▸ **Tarefa indicada A**:
Na conversa sobre a chuva apresentada abaixo, que temperatura indica jonas_87 na mensagem de 10 Jun 2015 às 23:55?

▸ **Texto fornecido**:
╔══

Confirmo, aqui na zona de Vilar-Cadaval na zona Oeste está a cair uma bátega daquelas!!!!!


----------



## david 6 (10 Jun 2015 às 23:53)

cai maus uns pingos por aqui


----------



## Prates (10 Jun 2015 às 23:55)

Caem uns pingos grossos por aqui.


----------



## jonas_87 (10 Jun 2015 às 23:55)

*16,3ºC
1,3 mm*

GFS _acertar na mouche_,


----------



## Duarte Sousa (11 Jun 2015 às 00:11)

Por aqui chove também.


----------



## jonas_87 (11 Jun 2015 às 00:17)

Deve estar a cair forte junto ao Cadaval.


----------



## Tufao André (11 Jun 2015 às 00:17)

Que coisa e aqui ainda nada de nada, nem um pingo!!!  Pode ser que chegue mais tarde, mas que não se esqueça desta zona que já tanto precisa de água...
Mudança radical em termos de temperatura, uma massa de ar completamente diferente da dos últimos dias como já aqui foi dito e ainda bem!

╚══

▸ **Dados fornecidos**:
╔══

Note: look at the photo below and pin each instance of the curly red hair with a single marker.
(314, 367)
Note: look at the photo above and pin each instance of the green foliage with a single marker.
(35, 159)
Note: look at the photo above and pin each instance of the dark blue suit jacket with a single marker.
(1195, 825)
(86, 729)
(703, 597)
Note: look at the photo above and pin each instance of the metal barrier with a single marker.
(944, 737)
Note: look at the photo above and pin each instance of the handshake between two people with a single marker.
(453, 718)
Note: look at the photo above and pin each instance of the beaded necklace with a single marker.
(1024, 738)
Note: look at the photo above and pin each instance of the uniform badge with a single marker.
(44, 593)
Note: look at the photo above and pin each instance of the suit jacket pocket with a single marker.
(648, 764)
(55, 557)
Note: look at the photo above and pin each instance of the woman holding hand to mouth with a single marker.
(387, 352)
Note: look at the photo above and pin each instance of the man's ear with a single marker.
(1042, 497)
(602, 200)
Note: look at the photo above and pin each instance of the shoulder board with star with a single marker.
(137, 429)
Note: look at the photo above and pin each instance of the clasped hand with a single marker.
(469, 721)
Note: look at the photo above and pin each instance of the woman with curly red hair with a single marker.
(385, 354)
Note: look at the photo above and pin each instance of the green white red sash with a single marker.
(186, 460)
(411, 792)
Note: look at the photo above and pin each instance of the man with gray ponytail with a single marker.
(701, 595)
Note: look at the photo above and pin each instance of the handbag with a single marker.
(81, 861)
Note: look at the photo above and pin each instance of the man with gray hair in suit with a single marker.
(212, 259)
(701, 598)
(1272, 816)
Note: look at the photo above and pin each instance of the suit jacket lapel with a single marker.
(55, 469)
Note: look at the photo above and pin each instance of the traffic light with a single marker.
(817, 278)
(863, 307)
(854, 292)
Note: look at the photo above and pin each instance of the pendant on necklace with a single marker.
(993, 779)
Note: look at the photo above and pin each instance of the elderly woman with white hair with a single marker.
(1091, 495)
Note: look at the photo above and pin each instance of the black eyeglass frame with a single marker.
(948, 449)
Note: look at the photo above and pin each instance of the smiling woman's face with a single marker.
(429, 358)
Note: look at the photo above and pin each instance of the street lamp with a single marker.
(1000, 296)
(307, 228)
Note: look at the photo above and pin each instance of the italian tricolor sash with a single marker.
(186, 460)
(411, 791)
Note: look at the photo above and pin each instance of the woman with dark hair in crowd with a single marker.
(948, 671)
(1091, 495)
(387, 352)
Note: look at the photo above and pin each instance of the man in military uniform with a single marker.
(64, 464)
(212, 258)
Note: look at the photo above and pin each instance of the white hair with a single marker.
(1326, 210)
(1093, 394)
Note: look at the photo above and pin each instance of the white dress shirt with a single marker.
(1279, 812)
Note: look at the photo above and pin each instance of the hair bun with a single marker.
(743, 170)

╚══

▸ **Tarefa indicada B**:
Devolve todas as linhas dos dados acima que contenham a palavra "uniform", tendo em conta a diferença entre maiúsculas e minúsculas.

▸ **Resposta completa A**:
16,3ºC

▸ **Resposta completa B**:
Note: look at the photo above and pin each instance of the uniform badge with a single marker.
Note: look at the photo above and pin each instance of the man in military uniform with a single marker.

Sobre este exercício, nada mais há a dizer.